• **Exercise requirements**:
Make an exact copy of the entries below with the pictures removed.

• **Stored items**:
────
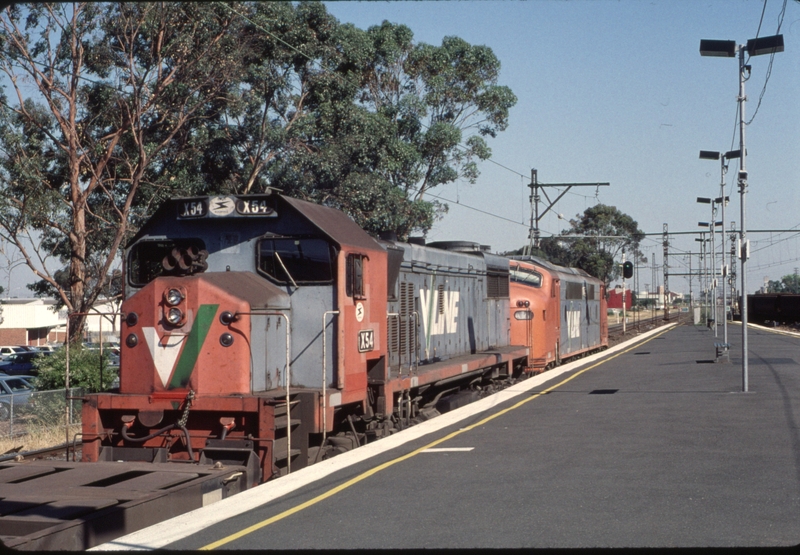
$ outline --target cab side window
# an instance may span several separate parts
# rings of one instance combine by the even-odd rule
[[[367,257],[363,254],[348,254],[345,271],[345,292],[348,297],[364,299],[364,266]]]

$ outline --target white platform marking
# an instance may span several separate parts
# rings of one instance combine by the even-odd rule
[[[425,449],[423,453],[452,453],[452,452],[464,452],[464,451],[472,451],[475,449],[474,447],[431,447],[430,449]]]

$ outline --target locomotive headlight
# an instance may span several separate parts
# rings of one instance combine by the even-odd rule
[[[167,311],[167,322],[173,326],[177,326],[183,320],[183,312],[181,309],[172,307]]]
[[[183,293],[180,289],[168,289],[164,293],[164,300],[167,301],[169,306],[178,306],[183,300]]]
[[[533,320],[533,312],[530,310],[515,310],[514,311],[514,319],[515,320]]]

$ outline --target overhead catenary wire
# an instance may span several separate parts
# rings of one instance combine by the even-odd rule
────
• **Reply to the exercise**:
$ outline --target cab side window
# an instance may span several separate parts
# rings of one instance combine by the even-odd rule
[[[367,257],[363,254],[348,254],[345,271],[345,292],[348,297],[364,299],[364,266]]]

$ outline --target white platform marking
# an instance may span several separate parts
# rings of one instance combine by the even-odd rule
[[[425,449],[423,453],[452,453],[452,452],[464,452],[464,451],[472,451],[475,449],[474,447],[431,447],[430,449]]]

$ outline --target locomotive headlight
# an instance may span several separate parts
# rings of one instance combine by the even-odd rule
[[[167,311],[167,322],[173,326],[177,326],[183,320],[183,312],[181,309],[172,307]]]
[[[183,293],[180,289],[168,289],[164,293],[164,300],[167,301],[169,306],[178,306],[183,300]]]
[[[533,320],[533,312],[530,310],[515,310],[514,311],[514,319],[515,320]]]

$ outline --target overhead catenary wire
# an instance may span several separate parts
# rings of one instance combine by the even-odd rule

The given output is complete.